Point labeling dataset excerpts
#####

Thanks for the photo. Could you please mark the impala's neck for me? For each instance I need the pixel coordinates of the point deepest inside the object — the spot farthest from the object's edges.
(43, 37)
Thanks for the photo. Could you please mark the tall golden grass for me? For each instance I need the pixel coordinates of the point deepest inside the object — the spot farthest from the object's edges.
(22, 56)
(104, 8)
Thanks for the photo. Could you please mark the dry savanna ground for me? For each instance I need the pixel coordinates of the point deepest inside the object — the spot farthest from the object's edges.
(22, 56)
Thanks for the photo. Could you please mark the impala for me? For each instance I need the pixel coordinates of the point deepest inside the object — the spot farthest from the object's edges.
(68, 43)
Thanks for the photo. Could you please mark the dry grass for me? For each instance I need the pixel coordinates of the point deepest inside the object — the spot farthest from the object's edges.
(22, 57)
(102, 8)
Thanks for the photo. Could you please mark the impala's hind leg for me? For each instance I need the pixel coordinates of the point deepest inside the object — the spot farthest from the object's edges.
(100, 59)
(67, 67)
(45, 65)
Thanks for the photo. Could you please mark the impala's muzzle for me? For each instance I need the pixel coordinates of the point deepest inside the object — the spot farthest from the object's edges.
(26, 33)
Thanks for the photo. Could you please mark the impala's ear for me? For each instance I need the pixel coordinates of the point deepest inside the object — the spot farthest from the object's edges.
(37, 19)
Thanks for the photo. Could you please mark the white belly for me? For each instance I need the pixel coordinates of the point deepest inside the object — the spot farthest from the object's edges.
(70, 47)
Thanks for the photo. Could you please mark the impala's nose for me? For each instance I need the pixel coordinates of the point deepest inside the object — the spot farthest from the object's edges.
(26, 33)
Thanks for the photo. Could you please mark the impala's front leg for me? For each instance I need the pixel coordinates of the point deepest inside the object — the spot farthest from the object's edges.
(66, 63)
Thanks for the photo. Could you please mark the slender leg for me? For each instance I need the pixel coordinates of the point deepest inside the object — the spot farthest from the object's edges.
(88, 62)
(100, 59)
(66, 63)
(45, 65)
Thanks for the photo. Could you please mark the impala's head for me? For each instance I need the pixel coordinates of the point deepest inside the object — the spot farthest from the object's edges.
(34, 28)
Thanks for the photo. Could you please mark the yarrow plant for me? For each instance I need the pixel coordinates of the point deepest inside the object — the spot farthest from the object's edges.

#####

Given task – Please quote the data above in full, with no line missing.

Exercise output –
Thanks for the photo. Could you please mark the impala's neck for me? For each instance I need the pixel coordinates of the point deepest inside the object — the spot farthest from the object's edges.
(43, 37)
Thanks for the photo. Could you please mark the tall golden grass for me? For each instance I need the pixel coordinates of the point deepest inside the object — the spot farthest from the object's edges.
(22, 56)
(104, 8)
Thanks for the photo. Could you please mark the dry savanna ground for me? For each instance I need the pixel coordinates of the point deepest inside the object — the spot farthest from the object's edges.
(22, 56)
Thanks for the photo. Could you please mark the impala for me? For each instance I need the pixel coordinates of the point deepest inside the object — the spot farthest from the object's edges.
(68, 43)
Thanks for the photo. Could you please mark the dry grass for me? For each instance I need the pixel coordinates of the point deepest inside the object — the spot farthest from the object's edges.
(22, 57)
(102, 8)
Thanks for the photo. Could you please mark the impala's hind leg for me? For each instance I need the pixel coordinates of the point deepest inside the object — the spot farthest from the object's edges.
(100, 59)
(67, 67)
(45, 65)
Thanks for the photo. Could you please mark the impala's muzzle for me? For each instance I need the pixel coordinates of the point deepest inside the object — the spot farthest from the object's edges.
(26, 33)
Thanks for the photo. Could you please mark the impala's ear for me? For each instance I need the pixel coordinates of the point deepest inside the object — the spot farthest from the object's edges.
(37, 19)
Thanks for the photo. Could you please mark the white belly for me? For each instance I need the pixel coordinates of the point deepest inside the object — the spot farthest from the object's edges.
(70, 47)
Thanks for the photo. Could you please mark the impala's nose for me? For each instance I need the pixel coordinates of the point deepest inside the object — the spot farthest from the object's edges.
(26, 33)
Thanks for the photo. Could you please mark the impala's front leg for me? For each instance I need the pixel coordinates of the point deepest inside the object — the spot farthest from the object's edges.
(66, 63)
Thanks for the photo. Could you please mark the slender leg for me? For each instance I need the pixel coordinates of the point deepest inside the object — the spot farthest from the object's edges.
(88, 62)
(100, 59)
(66, 63)
(45, 65)
Thanks for the photo. Could you please mark the impala's head for me? For each instance I need the pixel coordinates of the point deepest inside the object — the spot farthest from the object's edges.
(34, 28)
Thanks for the photo. Could you please mark the yarrow plant for me? For each instance I need the pixel coordinates of the point deepest inside the object — the spot farthest from the object's edges.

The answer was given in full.